2.4 Problem Description

Our optimization goal is to minimize task execution delay and user cost overhead. The optimization problem can be described as follows

$$\begin{aligned} \begin{array}{*{20}{l}} {P1:}&{}{}&{}{\mathop {\min }\limits _p \left\{ {\alpha *\mathop \sum \limits _{n = 1}^N {T_n} + \left( {1 - \alpha } \right) *\mathop \sum \limits _{n = 1}^N {U_{mn}}} \right\} }&{}{}\\ {s.t.}&{}{}&{}{C1:\mathrm{{\alpha }} \in \left( {0,1} \right) }&{}{}\\ {}&{}{}&{}{\mathrm{{C}}2:0< {f_m} \le f_m^{max},}&{}{\forall m \in \mathcal{M}}\\ {}&{}{}&{}{\mathrm{{C}}3:0 < {p_{m'n}} \le p_{m'}^{max},}&{}{\forall m' \in \mathcal{M},\;\forall n \in \mathcal{N}}\\ {}&{}{}&{}{\mathrm{{C}}4:{T_n} \le {L_n},}&{}{\forall n \in \mathcal{N}}\\ {}&{}{}&{}{\mathrm{{C}}5:{U_{mn}} \le Cos{t_n},}&{}{\forall m \in \mathcal{M},\;\forall n \in \mathcal{N}} \end{array} \end{aligned}$$
(8)

where \(\mathrm{{\alpha }}\) represents the weight factor, which the scheduler can define according to different task requirements [15]. C2 indicates that the server’s hash rate is limited, and C3 indicates that the transmission power between each server and the task does not exceed the maximum value. Conditions C4 and C5 represent the task’s constraints on time and cost.

▶ _Short problem 1_
Return the records line for line, starting at the line that contains "Exercise. Point out the corrugated" and ending with the last line of the records, with both of those lines included.
The text and the records that follow it are unrelated material.

▶ _Rows_
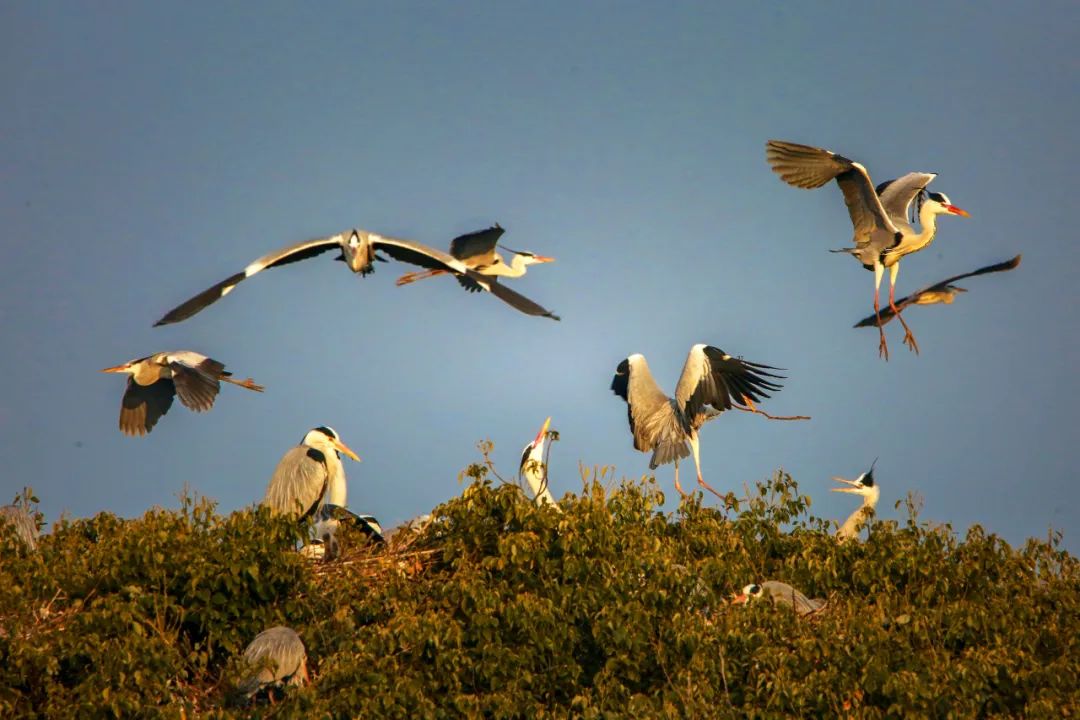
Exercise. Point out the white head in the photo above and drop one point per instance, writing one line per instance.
(937, 203)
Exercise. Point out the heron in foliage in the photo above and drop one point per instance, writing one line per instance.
(943, 291)
(275, 657)
(780, 594)
(882, 234)
(154, 379)
(535, 470)
(359, 249)
(712, 382)
(865, 487)
(21, 520)
(477, 252)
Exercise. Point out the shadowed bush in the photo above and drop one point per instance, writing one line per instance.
(501, 608)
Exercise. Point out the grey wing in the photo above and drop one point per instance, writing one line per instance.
(476, 244)
(712, 377)
(25, 528)
(806, 166)
(298, 483)
(896, 197)
(942, 286)
(512, 298)
(284, 256)
(652, 419)
(144, 405)
(196, 379)
(274, 655)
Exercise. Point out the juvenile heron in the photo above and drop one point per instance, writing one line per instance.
(274, 657)
(534, 469)
(882, 234)
(477, 252)
(154, 379)
(22, 522)
(943, 291)
(780, 594)
(358, 250)
(712, 382)
(865, 487)
(309, 475)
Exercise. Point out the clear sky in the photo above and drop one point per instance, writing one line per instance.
(151, 149)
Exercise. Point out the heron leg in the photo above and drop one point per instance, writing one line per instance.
(882, 345)
(677, 486)
(413, 276)
(697, 462)
(908, 337)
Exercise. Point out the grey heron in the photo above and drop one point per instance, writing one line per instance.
(274, 657)
(712, 382)
(780, 594)
(943, 291)
(534, 469)
(882, 234)
(359, 252)
(477, 252)
(865, 487)
(154, 379)
(310, 475)
(22, 522)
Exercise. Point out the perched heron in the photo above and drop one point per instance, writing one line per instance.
(22, 522)
(664, 424)
(310, 475)
(943, 291)
(864, 486)
(274, 657)
(157, 378)
(882, 234)
(780, 594)
(535, 470)
(358, 249)
(476, 250)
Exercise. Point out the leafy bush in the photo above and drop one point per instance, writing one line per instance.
(501, 608)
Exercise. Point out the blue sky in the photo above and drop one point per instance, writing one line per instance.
(150, 150)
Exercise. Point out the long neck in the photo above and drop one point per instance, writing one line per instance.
(336, 489)
(855, 520)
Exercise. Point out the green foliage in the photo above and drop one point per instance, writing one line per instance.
(502, 608)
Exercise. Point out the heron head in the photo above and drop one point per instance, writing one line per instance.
(939, 203)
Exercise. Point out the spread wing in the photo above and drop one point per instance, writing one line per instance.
(896, 197)
(806, 166)
(297, 483)
(940, 287)
(476, 244)
(712, 377)
(301, 250)
(144, 405)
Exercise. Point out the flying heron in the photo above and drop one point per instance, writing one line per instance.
(358, 249)
(664, 424)
(534, 469)
(157, 378)
(780, 594)
(477, 252)
(310, 475)
(943, 291)
(865, 487)
(882, 234)
(22, 522)
(274, 657)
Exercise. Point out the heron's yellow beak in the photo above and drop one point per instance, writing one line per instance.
(341, 447)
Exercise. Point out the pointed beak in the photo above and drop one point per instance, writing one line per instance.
(341, 447)
(543, 431)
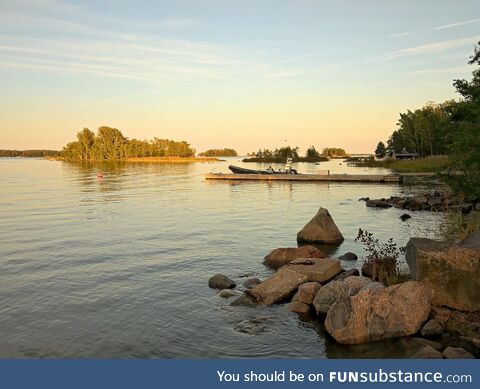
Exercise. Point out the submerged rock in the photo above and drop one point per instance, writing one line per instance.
(378, 204)
(454, 275)
(298, 307)
(348, 257)
(472, 242)
(456, 353)
(346, 274)
(281, 256)
(321, 229)
(244, 301)
(219, 281)
(427, 352)
(251, 282)
(227, 293)
(415, 245)
(255, 326)
(376, 314)
(316, 269)
(431, 328)
(380, 270)
(456, 322)
(306, 293)
(278, 287)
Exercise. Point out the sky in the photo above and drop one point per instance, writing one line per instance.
(240, 74)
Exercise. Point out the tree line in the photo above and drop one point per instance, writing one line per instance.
(451, 128)
(219, 153)
(281, 154)
(110, 144)
(292, 152)
(29, 153)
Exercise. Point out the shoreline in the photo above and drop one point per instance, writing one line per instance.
(149, 160)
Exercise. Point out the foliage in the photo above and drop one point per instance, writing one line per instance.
(219, 153)
(381, 150)
(377, 251)
(382, 259)
(334, 152)
(28, 153)
(281, 153)
(428, 165)
(464, 149)
(110, 144)
(423, 131)
(312, 152)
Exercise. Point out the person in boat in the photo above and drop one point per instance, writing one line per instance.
(288, 167)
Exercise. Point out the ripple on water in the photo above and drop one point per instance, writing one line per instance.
(118, 267)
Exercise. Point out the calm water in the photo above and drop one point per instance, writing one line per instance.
(118, 267)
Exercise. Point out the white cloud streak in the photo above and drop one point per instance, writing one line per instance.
(431, 48)
(437, 28)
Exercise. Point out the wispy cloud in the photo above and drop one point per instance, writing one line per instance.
(281, 74)
(455, 70)
(437, 28)
(129, 96)
(431, 48)
(298, 58)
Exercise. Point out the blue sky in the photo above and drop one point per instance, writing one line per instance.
(242, 74)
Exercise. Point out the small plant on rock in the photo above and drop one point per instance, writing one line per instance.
(381, 263)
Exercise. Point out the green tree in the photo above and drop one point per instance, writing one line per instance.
(334, 152)
(312, 152)
(464, 150)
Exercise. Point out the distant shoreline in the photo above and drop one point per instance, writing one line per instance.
(151, 160)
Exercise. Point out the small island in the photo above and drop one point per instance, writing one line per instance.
(219, 153)
(280, 155)
(109, 144)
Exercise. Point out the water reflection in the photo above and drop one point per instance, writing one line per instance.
(118, 267)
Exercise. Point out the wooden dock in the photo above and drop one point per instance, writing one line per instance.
(367, 178)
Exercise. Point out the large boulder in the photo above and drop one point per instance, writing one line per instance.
(457, 322)
(415, 245)
(321, 229)
(306, 293)
(316, 269)
(279, 257)
(376, 314)
(336, 290)
(454, 275)
(456, 353)
(380, 269)
(278, 287)
(427, 352)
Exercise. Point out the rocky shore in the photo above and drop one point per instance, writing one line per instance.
(435, 202)
(436, 308)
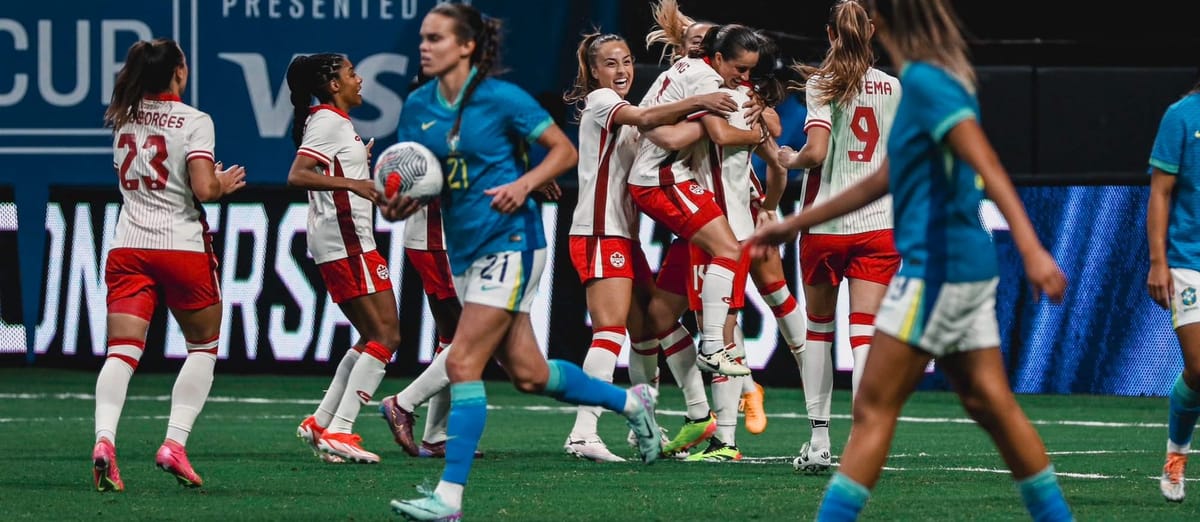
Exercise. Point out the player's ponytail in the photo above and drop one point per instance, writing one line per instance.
(148, 70)
(586, 54)
(309, 77)
(485, 31)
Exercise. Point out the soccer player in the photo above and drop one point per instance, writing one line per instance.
(604, 246)
(850, 111)
(941, 304)
(495, 240)
(1171, 232)
(333, 165)
(162, 153)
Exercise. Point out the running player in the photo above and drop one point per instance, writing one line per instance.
(850, 111)
(162, 153)
(941, 304)
(495, 238)
(333, 165)
(1175, 269)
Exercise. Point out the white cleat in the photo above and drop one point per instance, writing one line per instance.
(811, 460)
(592, 449)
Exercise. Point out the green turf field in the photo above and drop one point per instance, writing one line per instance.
(1108, 451)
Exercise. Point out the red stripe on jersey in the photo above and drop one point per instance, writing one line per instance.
(346, 215)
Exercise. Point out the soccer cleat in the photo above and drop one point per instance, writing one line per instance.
(438, 450)
(400, 421)
(346, 445)
(592, 449)
(310, 432)
(717, 451)
(690, 435)
(103, 473)
(172, 457)
(641, 421)
(427, 508)
(751, 406)
(811, 460)
(721, 363)
(1171, 484)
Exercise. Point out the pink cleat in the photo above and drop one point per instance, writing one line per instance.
(103, 472)
(173, 459)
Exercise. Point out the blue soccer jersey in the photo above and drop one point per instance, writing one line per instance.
(1177, 151)
(935, 195)
(498, 123)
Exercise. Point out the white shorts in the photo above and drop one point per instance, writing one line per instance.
(1185, 309)
(961, 317)
(503, 280)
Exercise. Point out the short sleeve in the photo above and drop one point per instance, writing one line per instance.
(526, 117)
(943, 101)
(604, 105)
(1168, 151)
(201, 138)
(820, 114)
(319, 138)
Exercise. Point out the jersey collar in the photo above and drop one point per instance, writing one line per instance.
(329, 107)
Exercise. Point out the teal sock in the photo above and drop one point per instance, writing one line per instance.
(569, 383)
(843, 501)
(1043, 497)
(465, 426)
(1183, 412)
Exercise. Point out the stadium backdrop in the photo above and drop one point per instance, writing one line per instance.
(59, 203)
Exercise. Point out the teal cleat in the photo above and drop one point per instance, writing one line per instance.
(641, 421)
(427, 508)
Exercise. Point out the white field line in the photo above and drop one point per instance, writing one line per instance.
(569, 409)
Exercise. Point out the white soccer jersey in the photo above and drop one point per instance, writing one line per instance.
(340, 222)
(150, 155)
(605, 207)
(858, 143)
(423, 229)
(654, 166)
(726, 172)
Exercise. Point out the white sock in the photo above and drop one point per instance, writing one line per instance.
(360, 387)
(726, 394)
(191, 390)
(817, 372)
(714, 294)
(599, 363)
(113, 384)
(324, 413)
(681, 354)
(450, 493)
(431, 382)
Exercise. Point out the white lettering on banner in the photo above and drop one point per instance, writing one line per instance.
(45, 70)
(85, 280)
(273, 113)
(244, 219)
(319, 10)
(15, 333)
(108, 61)
(19, 81)
(55, 244)
(292, 346)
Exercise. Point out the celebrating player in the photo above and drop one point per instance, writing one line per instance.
(333, 165)
(162, 151)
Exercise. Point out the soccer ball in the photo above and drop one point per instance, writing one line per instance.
(411, 169)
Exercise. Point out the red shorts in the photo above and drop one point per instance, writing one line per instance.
(683, 208)
(676, 269)
(136, 277)
(870, 256)
(433, 267)
(355, 276)
(699, 262)
(605, 257)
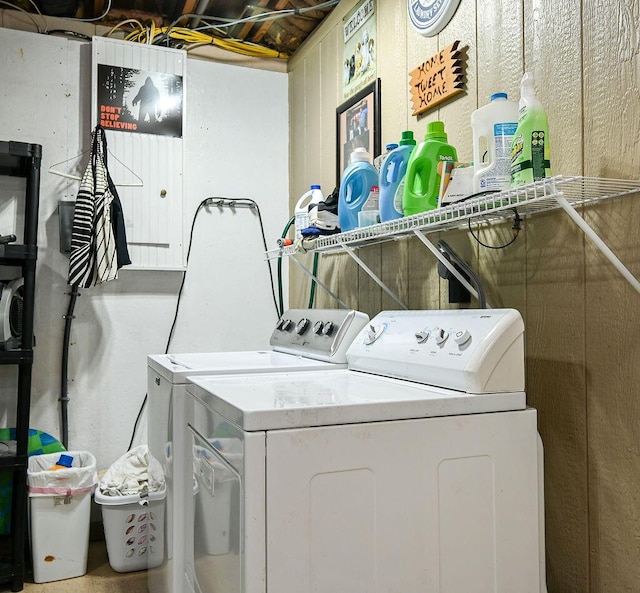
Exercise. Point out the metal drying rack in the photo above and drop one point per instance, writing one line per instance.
(566, 193)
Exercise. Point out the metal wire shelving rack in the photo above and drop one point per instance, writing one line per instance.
(560, 192)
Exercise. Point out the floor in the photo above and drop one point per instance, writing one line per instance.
(100, 577)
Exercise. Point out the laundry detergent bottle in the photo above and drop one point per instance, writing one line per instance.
(392, 173)
(424, 170)
(493, 127)
(530, 157)
(357, 180)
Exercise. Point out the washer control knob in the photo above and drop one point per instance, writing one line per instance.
(286, 325)
(440, 335)
(373, 333)
(328, 328)
(461, 337)
(422, 336)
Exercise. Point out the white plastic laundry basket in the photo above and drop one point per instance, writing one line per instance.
(133, 529)
(59, 515)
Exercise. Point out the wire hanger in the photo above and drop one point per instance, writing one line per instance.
(78, 178)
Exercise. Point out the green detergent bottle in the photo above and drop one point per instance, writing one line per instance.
(530, 160)
(424, 170)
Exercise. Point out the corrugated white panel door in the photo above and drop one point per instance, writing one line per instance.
(146, 166)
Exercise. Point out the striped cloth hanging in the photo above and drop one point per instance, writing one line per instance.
(98, 244)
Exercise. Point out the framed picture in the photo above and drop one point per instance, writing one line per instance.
(358, 125)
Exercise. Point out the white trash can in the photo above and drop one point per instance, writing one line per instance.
(133, 529)
(59, 514)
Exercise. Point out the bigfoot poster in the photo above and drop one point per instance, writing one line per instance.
(139, 101)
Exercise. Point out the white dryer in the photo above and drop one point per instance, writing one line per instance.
(415, 469)
(302, 340)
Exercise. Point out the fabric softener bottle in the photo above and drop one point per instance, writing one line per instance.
(392, 172)
(424, 170)
(357, 180)
(530, 157)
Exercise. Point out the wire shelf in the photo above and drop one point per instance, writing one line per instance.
(541, 196)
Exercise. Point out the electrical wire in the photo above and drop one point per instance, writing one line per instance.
(314, 271)
(28, 14)
(445, 248)
(258, 18)
(279, 268)
(97, 18)
(233, 45)
(190, 39)
(515, 228)
(140, 27)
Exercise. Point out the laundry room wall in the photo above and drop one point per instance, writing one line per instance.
(236, 138)
(582, 333)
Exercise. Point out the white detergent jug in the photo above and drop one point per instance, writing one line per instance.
(301, 212)
(494, 126)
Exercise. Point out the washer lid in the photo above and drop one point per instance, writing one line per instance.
(177, 367)
(292, 400)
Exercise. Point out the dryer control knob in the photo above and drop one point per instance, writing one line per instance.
(302, 326)
(286, 324)
(373, 333)
(461, 337)
(440, 335)
(328, 328)
(422, 336)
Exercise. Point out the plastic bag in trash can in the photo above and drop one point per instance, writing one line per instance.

▶ _Short problem 2_
According to the problem description, what does constraint C2 indicate?

▶ _Full response 1_
Exercise. Point out the corrugated white panel door in the photo above and drop one point per instance, writing one line per instance.
(146, 166)
Exercise. Point out the striped cloth hanging in the photo above and drop one point per instance, writing one line per instance.
(98, 244)
Exercise. Point out the framed picture in the photo above and drop one point per instance, writing one line per instance.
(358, 125)
Exercise. Point out the white trash can in the photo above and drop one point per instance, writing one line per instance.
(133, 529)
(59, 514)
Exercise. Point out the bigfoot poster in the photo above and drop one point per instance, writing one line per instance.
(139, 101)
Exercise. Point out the white dryer in the photo above and drop one point per instance, writing one line per instance.
(415, 469)
(302, 340)
Exercise. Point out the fabric softener bottle in the photo above and drop one point per instance, writing one line per instance.
(392, 172)
(424, 170)
(357, 180)
(530, 157)
Exercise. Point out the wire shelf in the photo above and drop one point per instance, writing one line per instance.
(541, 196)
Exercise. Point out the electrical wire in the photo above and drop one point per instance, writing one line per instance.
(314, 271)
(28, 14)
(445, 248)
(258, 18)
(279, 268)
(97, 18)
(233, 45)
(190, 39)
(515, 228)
(140, 27)
Exercise. Point out the laundry room wall in the photo above and drop one point per instance, writing one line per instance.
(236, 138)
(582, 333)
Exercise. Point out the white detergent jug in the photo above and drop one point per instance, writing one line per instance.
(301, 212)
(494, 126)
Exercise. Point out the washer lid in the photo above and drop one point per instance, writing one line per instance.
(177, 367)
(292, 400)
Exercise. Point out the dryer control knob in the photo above and drop one point per instance, writing one line per instance.
(302, 326)
(286, 324)
(373, 333)
(461, 337)
(440, 335)
(328, 328)
(422, 336)
Exercise. Point out the plastic bag in trash can in the photo above and drop one point per instance, writing one line per instance.

▶ _Full response 2_
C2 indicates that the server's hash rate is limited.